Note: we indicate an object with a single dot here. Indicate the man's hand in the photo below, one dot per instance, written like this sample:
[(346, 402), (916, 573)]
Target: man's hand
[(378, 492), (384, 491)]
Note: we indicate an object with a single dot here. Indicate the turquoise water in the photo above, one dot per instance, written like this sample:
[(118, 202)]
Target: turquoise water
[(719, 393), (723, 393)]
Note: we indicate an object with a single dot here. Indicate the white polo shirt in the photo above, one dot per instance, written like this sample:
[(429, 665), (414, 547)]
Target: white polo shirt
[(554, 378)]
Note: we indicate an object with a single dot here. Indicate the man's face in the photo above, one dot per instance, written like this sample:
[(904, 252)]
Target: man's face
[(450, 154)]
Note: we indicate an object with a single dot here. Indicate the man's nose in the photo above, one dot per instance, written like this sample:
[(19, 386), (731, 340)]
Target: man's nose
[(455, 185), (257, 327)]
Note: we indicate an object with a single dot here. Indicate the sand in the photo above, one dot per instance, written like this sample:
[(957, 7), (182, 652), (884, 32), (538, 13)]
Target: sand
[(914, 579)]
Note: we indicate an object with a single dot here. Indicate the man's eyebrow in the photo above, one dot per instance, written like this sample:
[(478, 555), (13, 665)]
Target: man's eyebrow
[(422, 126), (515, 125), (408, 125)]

--

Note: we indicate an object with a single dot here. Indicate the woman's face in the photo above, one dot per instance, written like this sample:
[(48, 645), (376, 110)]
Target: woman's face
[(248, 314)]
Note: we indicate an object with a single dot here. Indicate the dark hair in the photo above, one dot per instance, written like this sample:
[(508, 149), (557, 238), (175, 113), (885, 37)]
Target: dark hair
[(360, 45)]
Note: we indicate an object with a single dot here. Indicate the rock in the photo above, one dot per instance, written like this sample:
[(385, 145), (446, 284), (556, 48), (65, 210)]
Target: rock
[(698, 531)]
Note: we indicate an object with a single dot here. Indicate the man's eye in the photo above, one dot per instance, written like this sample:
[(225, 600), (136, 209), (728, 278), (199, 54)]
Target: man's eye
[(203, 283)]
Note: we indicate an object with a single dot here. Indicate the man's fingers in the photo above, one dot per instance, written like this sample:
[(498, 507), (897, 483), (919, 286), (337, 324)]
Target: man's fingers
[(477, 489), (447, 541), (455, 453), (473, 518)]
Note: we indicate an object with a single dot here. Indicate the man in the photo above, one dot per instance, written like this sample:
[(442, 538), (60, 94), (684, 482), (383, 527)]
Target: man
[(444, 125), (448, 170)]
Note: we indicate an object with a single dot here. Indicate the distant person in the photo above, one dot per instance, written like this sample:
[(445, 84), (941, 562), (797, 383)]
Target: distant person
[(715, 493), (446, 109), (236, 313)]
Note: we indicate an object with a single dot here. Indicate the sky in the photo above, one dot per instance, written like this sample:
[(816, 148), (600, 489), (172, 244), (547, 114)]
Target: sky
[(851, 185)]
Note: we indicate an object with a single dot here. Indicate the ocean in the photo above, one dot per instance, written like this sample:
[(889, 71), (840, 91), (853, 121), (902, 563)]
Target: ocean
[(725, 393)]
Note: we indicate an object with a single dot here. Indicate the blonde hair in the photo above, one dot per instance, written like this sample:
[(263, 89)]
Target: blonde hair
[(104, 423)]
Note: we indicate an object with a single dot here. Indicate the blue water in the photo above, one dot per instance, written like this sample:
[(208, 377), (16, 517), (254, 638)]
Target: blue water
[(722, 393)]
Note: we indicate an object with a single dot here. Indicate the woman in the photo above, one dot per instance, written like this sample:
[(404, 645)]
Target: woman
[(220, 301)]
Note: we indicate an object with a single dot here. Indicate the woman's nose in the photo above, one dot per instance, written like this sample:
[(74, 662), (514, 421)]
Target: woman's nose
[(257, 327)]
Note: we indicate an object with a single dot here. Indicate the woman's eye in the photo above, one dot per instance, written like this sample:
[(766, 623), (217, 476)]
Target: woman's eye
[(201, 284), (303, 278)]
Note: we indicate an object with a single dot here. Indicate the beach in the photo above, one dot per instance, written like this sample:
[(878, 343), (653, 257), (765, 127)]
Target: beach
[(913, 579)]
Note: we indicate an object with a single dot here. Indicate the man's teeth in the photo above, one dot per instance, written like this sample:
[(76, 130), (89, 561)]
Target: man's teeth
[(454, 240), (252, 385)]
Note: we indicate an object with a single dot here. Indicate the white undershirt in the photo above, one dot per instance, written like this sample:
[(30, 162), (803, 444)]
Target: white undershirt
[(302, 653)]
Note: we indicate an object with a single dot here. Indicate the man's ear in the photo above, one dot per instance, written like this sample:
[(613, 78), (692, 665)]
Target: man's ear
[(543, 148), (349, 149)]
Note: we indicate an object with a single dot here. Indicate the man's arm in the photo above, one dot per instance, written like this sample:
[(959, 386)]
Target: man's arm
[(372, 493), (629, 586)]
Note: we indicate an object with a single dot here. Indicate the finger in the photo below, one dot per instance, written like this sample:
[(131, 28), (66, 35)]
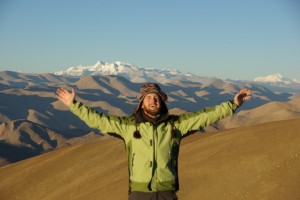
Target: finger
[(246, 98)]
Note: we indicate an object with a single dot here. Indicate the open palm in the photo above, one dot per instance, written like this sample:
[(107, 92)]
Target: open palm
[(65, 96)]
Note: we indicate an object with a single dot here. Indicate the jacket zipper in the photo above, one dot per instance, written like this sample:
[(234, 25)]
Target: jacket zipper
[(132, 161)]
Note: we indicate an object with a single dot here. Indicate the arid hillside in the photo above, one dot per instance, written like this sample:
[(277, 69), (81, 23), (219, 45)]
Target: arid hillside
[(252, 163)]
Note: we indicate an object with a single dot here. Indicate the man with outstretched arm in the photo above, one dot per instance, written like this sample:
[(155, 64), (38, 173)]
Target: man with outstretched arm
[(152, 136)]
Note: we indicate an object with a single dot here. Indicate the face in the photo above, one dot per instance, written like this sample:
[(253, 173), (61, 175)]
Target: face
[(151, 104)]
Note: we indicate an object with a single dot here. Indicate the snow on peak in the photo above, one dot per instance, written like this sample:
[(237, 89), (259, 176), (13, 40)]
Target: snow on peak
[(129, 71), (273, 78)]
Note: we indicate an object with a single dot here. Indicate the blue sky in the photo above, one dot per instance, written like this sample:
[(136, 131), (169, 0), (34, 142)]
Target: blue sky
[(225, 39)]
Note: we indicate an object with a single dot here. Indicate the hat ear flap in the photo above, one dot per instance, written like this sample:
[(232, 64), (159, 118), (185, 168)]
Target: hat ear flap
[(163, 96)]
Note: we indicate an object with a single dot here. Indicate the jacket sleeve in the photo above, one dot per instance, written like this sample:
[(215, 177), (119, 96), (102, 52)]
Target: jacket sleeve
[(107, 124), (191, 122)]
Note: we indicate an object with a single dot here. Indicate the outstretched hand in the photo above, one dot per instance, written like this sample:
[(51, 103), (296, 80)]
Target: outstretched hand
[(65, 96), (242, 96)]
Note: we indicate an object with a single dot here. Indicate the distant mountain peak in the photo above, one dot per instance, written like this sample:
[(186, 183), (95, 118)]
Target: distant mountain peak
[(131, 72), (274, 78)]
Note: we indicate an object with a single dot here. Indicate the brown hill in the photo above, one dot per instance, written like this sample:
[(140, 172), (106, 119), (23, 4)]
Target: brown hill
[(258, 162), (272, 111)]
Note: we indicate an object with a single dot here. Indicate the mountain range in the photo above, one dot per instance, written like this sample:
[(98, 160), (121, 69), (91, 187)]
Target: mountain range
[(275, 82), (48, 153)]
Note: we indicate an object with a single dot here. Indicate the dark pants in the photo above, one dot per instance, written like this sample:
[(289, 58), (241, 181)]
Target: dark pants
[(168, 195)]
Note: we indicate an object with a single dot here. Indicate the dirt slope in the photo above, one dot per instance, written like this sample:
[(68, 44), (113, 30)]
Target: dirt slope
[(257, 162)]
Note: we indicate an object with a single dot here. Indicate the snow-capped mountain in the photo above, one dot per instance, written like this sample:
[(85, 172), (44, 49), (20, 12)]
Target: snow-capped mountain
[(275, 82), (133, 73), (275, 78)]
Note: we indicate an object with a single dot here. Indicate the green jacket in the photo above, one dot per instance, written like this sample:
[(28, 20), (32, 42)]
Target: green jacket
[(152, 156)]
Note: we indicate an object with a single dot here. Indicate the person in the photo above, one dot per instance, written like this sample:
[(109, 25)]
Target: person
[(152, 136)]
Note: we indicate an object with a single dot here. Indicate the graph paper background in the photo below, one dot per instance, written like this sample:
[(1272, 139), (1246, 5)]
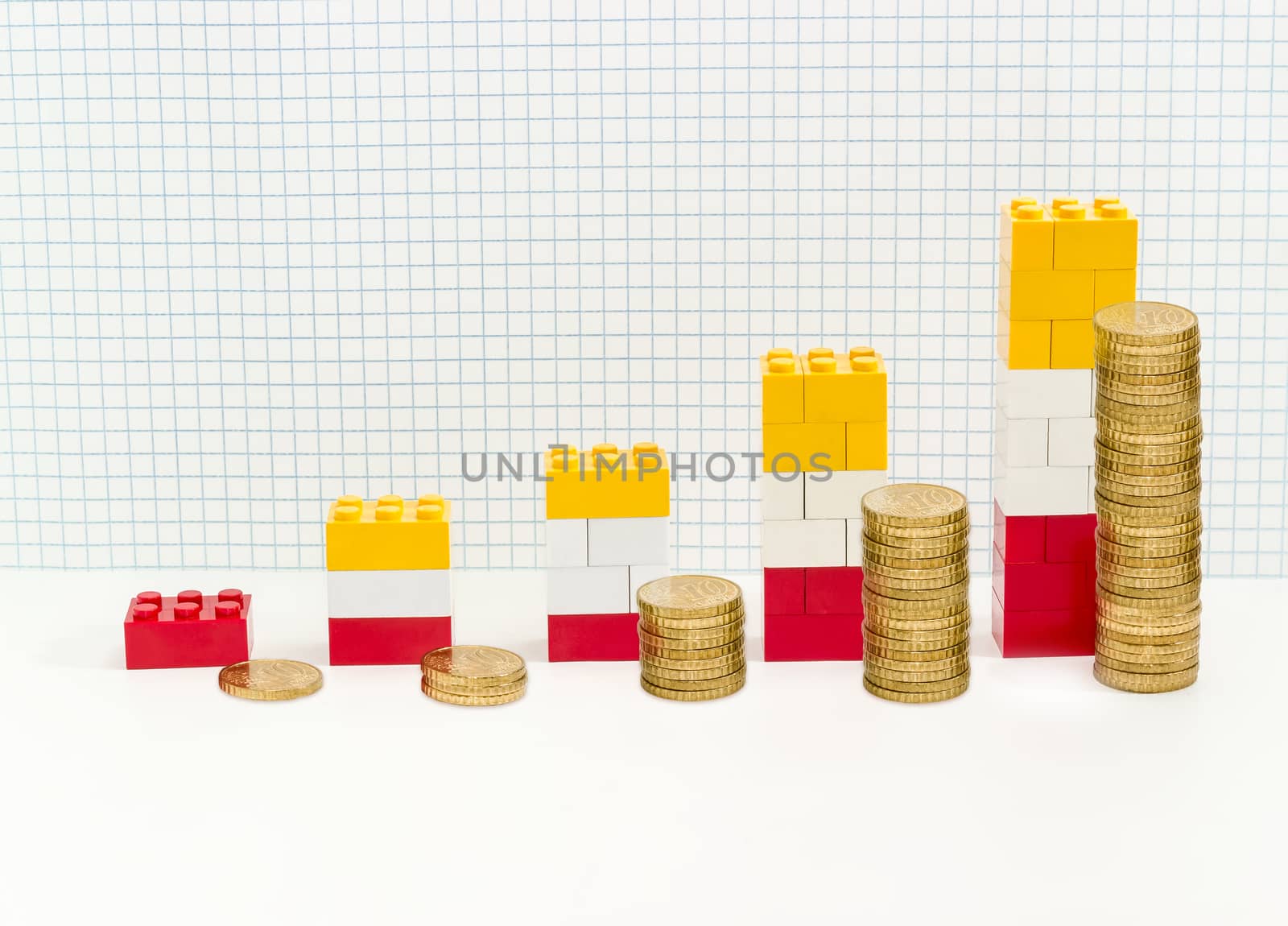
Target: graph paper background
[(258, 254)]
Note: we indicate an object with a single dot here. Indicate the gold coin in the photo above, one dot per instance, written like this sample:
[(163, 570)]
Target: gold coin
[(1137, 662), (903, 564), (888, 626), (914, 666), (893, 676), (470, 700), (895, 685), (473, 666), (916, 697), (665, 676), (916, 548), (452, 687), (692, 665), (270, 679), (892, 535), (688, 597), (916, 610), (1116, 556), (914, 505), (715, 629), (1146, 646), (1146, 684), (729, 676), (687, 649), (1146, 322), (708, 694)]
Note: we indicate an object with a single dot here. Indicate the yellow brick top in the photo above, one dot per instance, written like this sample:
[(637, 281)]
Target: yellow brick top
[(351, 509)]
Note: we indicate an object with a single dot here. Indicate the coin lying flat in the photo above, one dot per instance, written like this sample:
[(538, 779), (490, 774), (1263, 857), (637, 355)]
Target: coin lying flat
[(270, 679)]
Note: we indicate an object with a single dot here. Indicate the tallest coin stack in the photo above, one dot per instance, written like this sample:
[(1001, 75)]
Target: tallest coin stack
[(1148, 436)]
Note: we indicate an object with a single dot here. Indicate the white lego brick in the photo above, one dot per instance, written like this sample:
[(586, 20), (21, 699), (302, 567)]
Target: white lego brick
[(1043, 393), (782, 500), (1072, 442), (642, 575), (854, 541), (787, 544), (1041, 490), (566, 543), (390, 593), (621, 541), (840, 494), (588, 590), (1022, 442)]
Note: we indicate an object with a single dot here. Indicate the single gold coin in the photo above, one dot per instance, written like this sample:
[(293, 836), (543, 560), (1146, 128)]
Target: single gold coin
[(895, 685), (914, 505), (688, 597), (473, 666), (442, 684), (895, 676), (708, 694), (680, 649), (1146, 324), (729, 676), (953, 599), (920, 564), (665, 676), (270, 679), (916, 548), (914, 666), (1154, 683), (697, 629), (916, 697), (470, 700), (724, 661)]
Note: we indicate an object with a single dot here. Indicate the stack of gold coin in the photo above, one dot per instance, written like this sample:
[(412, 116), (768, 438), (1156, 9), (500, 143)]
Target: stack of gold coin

* * *

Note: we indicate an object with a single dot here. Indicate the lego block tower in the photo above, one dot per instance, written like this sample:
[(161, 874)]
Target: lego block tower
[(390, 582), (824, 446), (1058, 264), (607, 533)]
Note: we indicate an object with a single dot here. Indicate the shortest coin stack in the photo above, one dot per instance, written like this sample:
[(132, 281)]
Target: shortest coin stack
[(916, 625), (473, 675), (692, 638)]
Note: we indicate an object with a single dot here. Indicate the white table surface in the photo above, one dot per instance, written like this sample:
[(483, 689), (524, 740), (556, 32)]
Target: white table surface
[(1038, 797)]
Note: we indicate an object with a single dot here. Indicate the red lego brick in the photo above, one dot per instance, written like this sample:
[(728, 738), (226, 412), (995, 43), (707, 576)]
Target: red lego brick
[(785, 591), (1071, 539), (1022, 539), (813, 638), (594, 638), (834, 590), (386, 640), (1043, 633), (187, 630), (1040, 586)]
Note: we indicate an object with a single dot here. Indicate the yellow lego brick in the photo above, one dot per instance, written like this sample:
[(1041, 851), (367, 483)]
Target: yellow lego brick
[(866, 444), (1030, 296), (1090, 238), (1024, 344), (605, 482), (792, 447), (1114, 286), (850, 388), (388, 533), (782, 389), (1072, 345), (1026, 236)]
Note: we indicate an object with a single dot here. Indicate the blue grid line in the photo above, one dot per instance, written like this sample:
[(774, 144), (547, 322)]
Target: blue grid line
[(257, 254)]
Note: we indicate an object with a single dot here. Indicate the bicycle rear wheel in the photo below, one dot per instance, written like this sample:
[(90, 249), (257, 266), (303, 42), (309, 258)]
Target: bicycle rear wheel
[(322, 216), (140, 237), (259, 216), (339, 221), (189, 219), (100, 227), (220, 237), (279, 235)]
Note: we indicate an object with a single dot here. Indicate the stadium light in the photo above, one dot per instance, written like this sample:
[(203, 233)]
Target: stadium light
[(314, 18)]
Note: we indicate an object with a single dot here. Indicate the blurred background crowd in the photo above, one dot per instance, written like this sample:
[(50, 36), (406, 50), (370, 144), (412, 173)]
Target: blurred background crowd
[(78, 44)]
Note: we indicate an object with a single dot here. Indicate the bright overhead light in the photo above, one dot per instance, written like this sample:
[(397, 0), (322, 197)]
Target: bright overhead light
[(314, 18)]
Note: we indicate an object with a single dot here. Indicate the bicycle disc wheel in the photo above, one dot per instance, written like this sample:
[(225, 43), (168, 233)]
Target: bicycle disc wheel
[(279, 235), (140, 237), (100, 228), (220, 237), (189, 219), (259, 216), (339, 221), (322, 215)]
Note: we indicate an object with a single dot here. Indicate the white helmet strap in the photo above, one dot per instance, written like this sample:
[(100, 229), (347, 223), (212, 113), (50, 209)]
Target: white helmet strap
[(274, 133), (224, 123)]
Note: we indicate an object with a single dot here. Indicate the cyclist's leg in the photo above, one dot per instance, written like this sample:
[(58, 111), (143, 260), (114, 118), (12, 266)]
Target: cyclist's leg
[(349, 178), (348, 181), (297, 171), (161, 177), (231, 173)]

- [Exercise instructions]: Output as a JSON list of strings the lines of the records starting with the line that contains "the woman's face" and going on through the line that contains "[(444, 125), (448, 170)]". Use one string per line, include both end lines, and leave out blank lines.

- [The solution]:
[
  "Note: we indicate an object with a single dot here. Indicate the woman's face in the photo above, one dot per instance, written like this sample:",
  "[(48, 645), (376, 110)]",
  "Target: woman's face",
  "[(248, 314)]",
  "Note: we indicate an object with a single dot here. Indicate the dark hair in the photo above, one dot per instance, written like this sample:",
  "[(508, 149), (557, 238), (175, 113), (885, 37)]",
  "Target: dark hair",
  "[(360, 45)]",
  "Note: we indicate an object with a single dot here. Indicate the rock in the photo above, one dot per instance, written like this sample:",
  "[(385, 145), (446, 284), (556, 48), (65, 210)]",
  "Target: rock",
  "[(698, 531)]",
  "Note: we indicate an object with a single dot here. Indicate the man's eye in the photo above, one dot per instance, written like this sample:",
  "[(225, 600), (136, 209), (728, 278), (199, 54)]",
  "Target: man's eye",
  "[(203, 283)]",
  "Note: we indicate an object with a single dot here. Indicate the man's fingers in the photo above, one dot per instance, written like this sample:",
  "[(498, 507), (897, 483), (919, 286), (337, 324)]",
  "Target: man's fingers",
  "[(477, 489), (447, 541), (455, 453), (473, 518)]",
  "Note: we indicate an object with a single dot here. Indicate the man in the photo above, one dot per instance, written like this sample:",
  "[(442, 538), (60, 94), (684, 482), (383, 527)]",
  "Target: man",
  "[(444, 125), (448, 170)]"
]